[Coordinate annotation records]

* START *

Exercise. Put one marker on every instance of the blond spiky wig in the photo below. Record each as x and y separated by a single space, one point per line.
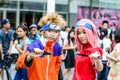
52 18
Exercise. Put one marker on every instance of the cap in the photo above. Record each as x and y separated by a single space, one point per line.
51 27
33 26
4 21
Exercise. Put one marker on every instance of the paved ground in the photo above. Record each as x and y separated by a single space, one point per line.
13 71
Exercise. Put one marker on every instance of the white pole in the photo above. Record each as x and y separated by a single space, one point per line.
50 6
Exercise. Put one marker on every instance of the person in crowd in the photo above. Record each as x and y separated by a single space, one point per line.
34 35
6 40
43 57
88 60
114 58
23 41
105 25
69 47
106 47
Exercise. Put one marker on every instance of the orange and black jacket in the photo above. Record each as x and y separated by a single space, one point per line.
45 67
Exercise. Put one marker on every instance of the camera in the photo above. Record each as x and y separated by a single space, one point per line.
8 60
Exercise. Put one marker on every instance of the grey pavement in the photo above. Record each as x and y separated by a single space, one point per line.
13 71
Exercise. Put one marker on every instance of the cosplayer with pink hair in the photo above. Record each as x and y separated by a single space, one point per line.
88 59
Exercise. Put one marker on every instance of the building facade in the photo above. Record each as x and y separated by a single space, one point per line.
31 11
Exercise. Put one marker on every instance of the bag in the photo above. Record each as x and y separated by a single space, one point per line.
60 75
63 56
110 63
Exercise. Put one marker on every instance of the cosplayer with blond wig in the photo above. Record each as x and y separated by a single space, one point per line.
43 57
88 59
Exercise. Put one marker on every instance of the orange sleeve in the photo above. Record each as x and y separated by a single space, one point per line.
58 63
21 60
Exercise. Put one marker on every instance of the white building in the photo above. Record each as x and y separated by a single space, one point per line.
31 11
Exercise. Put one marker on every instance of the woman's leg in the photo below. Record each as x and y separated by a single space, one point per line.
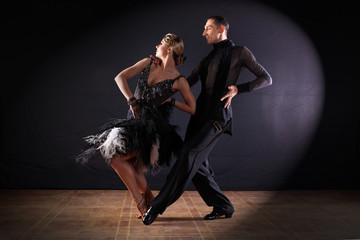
128 175
144 188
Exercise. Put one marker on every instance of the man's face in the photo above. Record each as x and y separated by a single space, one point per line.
211 32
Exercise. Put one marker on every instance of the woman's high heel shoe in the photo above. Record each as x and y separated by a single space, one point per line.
142 207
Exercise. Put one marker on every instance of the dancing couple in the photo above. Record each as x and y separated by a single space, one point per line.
146 140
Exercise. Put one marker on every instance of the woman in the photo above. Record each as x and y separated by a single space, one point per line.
145 140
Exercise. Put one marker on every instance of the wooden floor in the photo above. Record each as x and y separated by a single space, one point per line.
110 214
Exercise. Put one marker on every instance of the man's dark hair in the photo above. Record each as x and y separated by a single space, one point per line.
220 21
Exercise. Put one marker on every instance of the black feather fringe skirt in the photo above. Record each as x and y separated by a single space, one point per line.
151 136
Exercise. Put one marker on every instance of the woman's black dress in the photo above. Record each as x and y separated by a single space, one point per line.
151 135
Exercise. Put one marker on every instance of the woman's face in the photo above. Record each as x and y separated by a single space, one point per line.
161 49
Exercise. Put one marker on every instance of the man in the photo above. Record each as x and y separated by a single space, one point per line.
218 73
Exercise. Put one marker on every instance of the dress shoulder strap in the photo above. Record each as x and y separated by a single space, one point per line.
178 77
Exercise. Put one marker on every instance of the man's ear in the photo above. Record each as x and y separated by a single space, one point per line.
222 29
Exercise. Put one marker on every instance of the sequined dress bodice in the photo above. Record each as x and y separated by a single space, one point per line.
154 94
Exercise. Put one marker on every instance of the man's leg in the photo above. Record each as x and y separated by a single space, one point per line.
210 191
193 154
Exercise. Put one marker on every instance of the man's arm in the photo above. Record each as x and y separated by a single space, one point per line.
194 76
263 78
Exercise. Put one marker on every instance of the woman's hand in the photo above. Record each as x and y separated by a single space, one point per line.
135 109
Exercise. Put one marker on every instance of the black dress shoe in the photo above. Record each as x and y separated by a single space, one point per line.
216 214
150 216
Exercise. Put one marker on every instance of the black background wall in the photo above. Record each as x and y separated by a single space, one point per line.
60 58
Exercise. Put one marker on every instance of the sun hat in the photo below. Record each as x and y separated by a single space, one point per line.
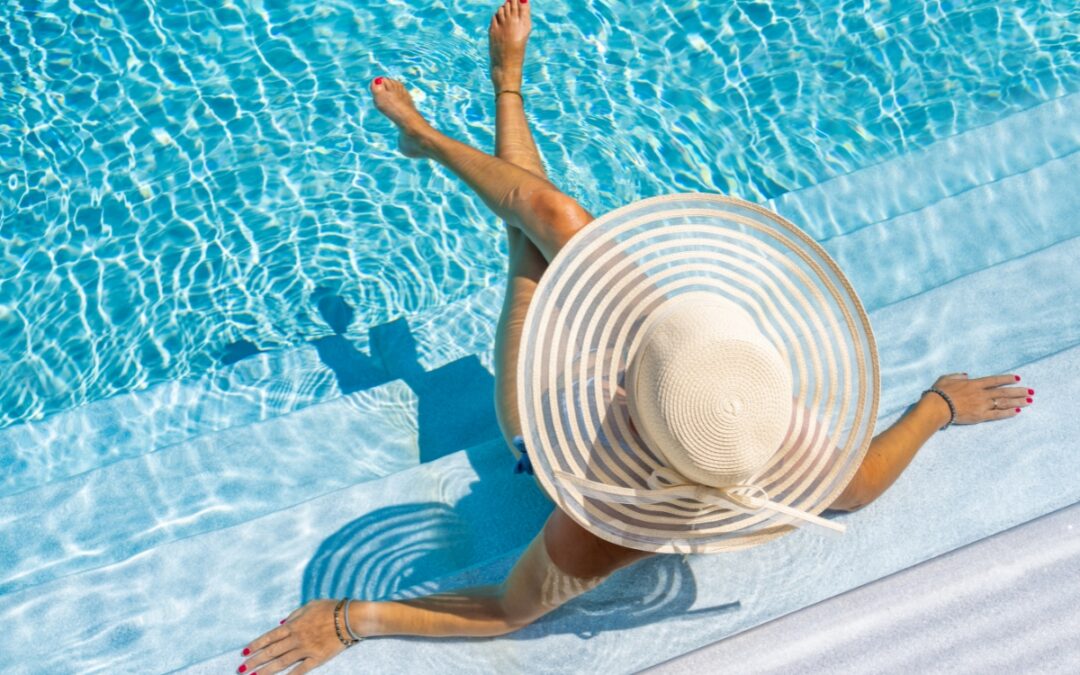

* END *

[Task to complete]
Please return every line above that contains the string "face", with case counting.

[Answer for the task]
Exercise. Put one marker on every instance of the man's face in the photo above. Record each as x and y separated by a single space, one point per line.
Exercise. Put one marker on every instance of the woman's face in the photo above. Record each as x and y separated by a single space, one point per line.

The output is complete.